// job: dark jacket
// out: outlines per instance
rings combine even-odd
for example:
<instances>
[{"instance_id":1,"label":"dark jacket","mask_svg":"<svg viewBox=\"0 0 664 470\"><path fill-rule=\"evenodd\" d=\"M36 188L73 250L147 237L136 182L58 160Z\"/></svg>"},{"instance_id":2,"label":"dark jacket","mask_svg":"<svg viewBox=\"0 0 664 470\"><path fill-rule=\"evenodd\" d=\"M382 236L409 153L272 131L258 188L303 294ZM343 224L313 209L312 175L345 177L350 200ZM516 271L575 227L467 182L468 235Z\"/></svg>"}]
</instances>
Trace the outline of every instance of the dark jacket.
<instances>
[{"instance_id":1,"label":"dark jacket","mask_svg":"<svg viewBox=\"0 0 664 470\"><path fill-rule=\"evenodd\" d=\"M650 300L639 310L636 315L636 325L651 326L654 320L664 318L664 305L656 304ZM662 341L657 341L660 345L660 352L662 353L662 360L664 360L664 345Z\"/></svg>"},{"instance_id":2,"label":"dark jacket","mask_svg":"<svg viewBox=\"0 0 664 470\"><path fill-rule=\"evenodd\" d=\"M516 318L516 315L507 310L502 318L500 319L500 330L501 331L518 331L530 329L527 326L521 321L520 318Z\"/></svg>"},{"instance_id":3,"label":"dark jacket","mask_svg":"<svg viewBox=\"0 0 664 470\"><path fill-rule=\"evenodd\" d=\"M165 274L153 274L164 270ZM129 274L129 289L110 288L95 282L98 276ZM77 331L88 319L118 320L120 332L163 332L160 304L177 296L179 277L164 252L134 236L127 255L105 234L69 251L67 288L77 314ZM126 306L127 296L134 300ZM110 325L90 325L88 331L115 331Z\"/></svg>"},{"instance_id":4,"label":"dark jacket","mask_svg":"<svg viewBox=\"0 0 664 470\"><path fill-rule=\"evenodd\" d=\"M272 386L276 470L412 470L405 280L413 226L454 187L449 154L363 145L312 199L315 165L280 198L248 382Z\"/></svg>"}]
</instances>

> SHORT TASK
Reproduce all of the rows above word for word, keeping every line in its original order.

> THE SOLUTION
// job: dark jacket
// out: outlines per instance
rings combine even-odd
for example:
<instances>
[{"instance_id":1,"label":"dark jacket","mask_svg":"<svg viewBox=\"0 0 664 470\"><path fill-rule=\"evenodd\" d=\"M36 188L73 250L147 237L136 182L58 160Z\"/></svg>"},{"instance_id":2,"label":"dark jacket","mask_svg":"<svg viewBox=\"0 0 664 470\"><path fill-rule=\"evenodd\" d=\"M382 236L409 153L272 131L258 188L303 294ZM343 224L313 209L312 175L345 177L350 200ZM516 271L575 227L467 182L468 235Z\"/></svg>"}]
</instances>
Trace the outline of every instance of the dark jacket.
<instances>
[{"instance_id":1,"label":"dark jacket","mask_svg":"<svg viewBox=\"0 0 664 470\"><path fill-rule=\"evenodd\" d=\"M650 300L639 310L636 315L636 325L651 326L654 320L664 318L664 305L656 304ZM662 341L657 341L660 345L660 352L662 353L662 360L664 360L664 345Z\"/></svg>"},{"instance_id":2,"label":"dark jacket","mask_svg":"<svg viewBox=\"0 0 664 470\"><path fill-rule=\"evenodd\" d=\"M516 318L516 315L507 310L502 318L500 319L500 330L501 331L518 331L530 329L527 326L521 321L520 318Z\"/></svg>"},{"instance_id":3,"label":"dark jacket","mask_svg":"<svg viewBox=\"0 0 664 470\"><path fill-rule=\"evenodd\" d=\"M165 274L153 274L164 270ZM129 274L129 289L110 288L95 282L98 276ZM77 331L88 319L118 320L120 332L163 332L160 304L177 296L179 277L164 252L134 236L127 255L105 234L69 251L67 288L77 314ZM126 306L127 296L134 300ZM110 325L90 325L88 331L115 331Z\"/></svg>"},{"instance_id":4,"label":"dark jacket","mask_svg":"<svg viewBox=\"0 0 664 470\"><path fill-rule=\"evenodd\" d=\"M272 386L276 470L412 470L405 280L413 226L454 187L449 154L363 145L312 199L315 165L280 198L248 382Z\"/></svg>"}]
</instances>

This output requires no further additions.